===== Entradas enumeradas =====

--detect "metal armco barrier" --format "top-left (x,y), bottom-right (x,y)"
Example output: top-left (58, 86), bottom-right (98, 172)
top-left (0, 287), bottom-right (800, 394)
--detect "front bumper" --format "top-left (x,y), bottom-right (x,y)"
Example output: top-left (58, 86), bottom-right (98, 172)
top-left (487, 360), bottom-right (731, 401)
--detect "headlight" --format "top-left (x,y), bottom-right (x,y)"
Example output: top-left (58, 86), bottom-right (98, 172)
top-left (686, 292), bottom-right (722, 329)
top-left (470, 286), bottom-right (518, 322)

=====

**Instrucciones:** Transcribe, por favor, todos los registros de arriba línea por línea, sin cambiar nada.

**Respuesta:**
--detect "metal armco barrier" --format "top-left (x,y), bottom-right (x,y)"
Example output: top-left (58, 86), bottom-right (98, 172)
top-left (0, 287), bottom-right (800, 394)
--detect "front bumper" --format "top-left (x,y), bottom-right (x,y)"
Example output: top-left (58, 86), bottom-right (98, 172)
top-left (487, 360), bottom-right (731, 401)
--detect "headlight" --format "top-left (x,y), bottom-right (x,y)"
Example output: top-left (58, 86), bottom-right (98, 172)
top-left (686, 292), bottom-right (722, 329)
top-left (470, 286), bottom-right (518, 322)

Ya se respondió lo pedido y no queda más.